Trecho do documento:
————
Na busca de caminhos para que os agricultores da Grande Florianópolis possam melhorar os resultados das suas atividades, bem como atender as exigências de produção segura, o Coordenador da Câmara Especializada de Agronomia do Conselho Regional de Engenharia e Agronomia (CREA-SC), Engenheiro Agrônomo Jorge Dotti Cesa apresentou uma proposta inicial de parceria para que os pequenos agricultores tenham maior facilidade de acesso a uma efetiva assistência técnica individualizada na propriedade.

Na sua opinião, o agricultor tem que assumir suas responsabilidades frente aos avanços e exigências nas áreas tecnológicas, sociais e ambientais, mas é dever do poder público e entidades do setor dar o devido apoio. “A assistência técnica junto com a extensão rural são a base de informação e orientação para que os agricultores possam evoluir e produzir alimentos de forma rentável e com segurança para sua própria família e para os demais consumidores”, destacou o Coordenador do CREA-SC. Para ele, o receituário agronômico é uma ferramenta indispensável no controle e uso adequado de agrotóxicos, mas a sustentabilidade da atividade agrícola e da própria segurança alimentar vão muito além do receituário. Exigem uma assistência técnica individualizada e permanente.

A ideia seria inicialmente implantar projeto piloto em um ou dois municípios da região, com a colaboração da Federação dos Trabalhadores na Agricultura (FETAESC) por intermédio do sindicato afiliado e apoio da EPAGRI, para organizar e motivar grupos de agricultores em torno da parceria. Formado os grupos, a EPAGRI fará a capacitação em tecnologias mais sustentáveis, com redução ou até eliminação do uso de agrotóxicos, sugerindo a transição para processos produtivos mais rentáveis e seguros.
————
Linhas de dados:
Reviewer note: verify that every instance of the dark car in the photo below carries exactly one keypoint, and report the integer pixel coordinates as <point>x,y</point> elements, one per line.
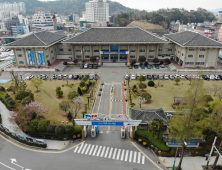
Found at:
<point>149,77</point>
<point>155,77</point>
<point>90,66</point>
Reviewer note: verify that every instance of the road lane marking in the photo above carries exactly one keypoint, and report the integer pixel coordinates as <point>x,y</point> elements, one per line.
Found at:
<point>76,149</point>
<point>95,150</point>
<point>107,151</point>
<point>126,156</point>
<point>110,153</point>
<point>99,150</point>
<point>122,155</point>
<point>139,155</point>
<point>118,154</point>
<point>91,150</point>
<point>114,154</point>
<point>103,151</point>
<point>80,148</point>
<point>88,149</point>
<point>134,158</point>
<point>130,158</point>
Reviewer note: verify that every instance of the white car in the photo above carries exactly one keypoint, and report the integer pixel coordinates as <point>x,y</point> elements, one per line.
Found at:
<point>133,77</point>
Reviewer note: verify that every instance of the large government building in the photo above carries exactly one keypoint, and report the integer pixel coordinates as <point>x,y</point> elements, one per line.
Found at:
<point>189,49</point>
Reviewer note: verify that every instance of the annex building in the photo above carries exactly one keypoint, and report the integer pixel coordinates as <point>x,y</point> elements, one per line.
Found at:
<point>189,49</point>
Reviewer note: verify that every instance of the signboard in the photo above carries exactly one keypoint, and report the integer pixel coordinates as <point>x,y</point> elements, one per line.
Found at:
<point>107,122</point>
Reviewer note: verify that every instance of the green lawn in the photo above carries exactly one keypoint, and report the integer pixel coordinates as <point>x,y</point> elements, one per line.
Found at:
<point>47,96</point>
<point>162,97</point>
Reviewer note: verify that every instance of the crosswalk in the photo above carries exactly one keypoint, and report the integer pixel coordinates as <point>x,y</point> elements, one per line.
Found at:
<point>110,153</point>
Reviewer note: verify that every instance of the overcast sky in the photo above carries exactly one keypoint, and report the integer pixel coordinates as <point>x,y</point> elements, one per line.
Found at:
<point>158,4</point>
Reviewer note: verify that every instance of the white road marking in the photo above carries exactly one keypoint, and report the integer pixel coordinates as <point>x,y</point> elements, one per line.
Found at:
<point>139,155</point>
<point>103,151</point>
<point>95,150</point>
<point>126,157</point>
<point>118,154</point>
<point>80,148</point>
<point>110,153</point>
<point>84,148</point>
<point>131,154</point>
<point>107,151</point>
<point>76,149</point>
<point>88,149</point>
<point>143,159</point>
<point>91,150</point>
<point>114,154</point>
<point>122,155</point>
<point>99,150</point>
<point>134,158</point>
————
Tarefa 1: Extraia do texto sobre assistência técnica aos agricultores, sem mudar nada, a parte que abre com as palavras contendo "A ideia seria" e fecha com "rentáveis e seguros.".
Tarefa 2: No texto sobre assistência técnica aos agricultores, por que o Coordenador do CREA-SC acha que o receituário agronômico sozinho não basta? Responda em até três frases.

Sua resposta 1:
A ideia seria inicialmente implantar projeto piloto em um ou dois municípios da região, com a colaboração da Federação dos Trabalhadores na Agricultura (FETAESC) por intermédio do sindicato afiliado e apoio da EPAGRI, para organizar e motivar grupos de agricultores em torno da parceria. Formado os grupos, a EPAGRI fará a capacitação em tecnologias mais sustentáveis, com redução ou até eliminação do uso de agrotóxicos, sugerindo a transição para processos produtivos mais rentáveis e seguros.

Sua resposta 2: Para ele, o receituário é uma ferramenta indispensável no controle e uso adequado de agrotóxicos. Mas a sustentabilidade da atividade agrícola e a segurança alimentar vão muito além do receituário e exigem uma assistência técnica individualizada e permanente.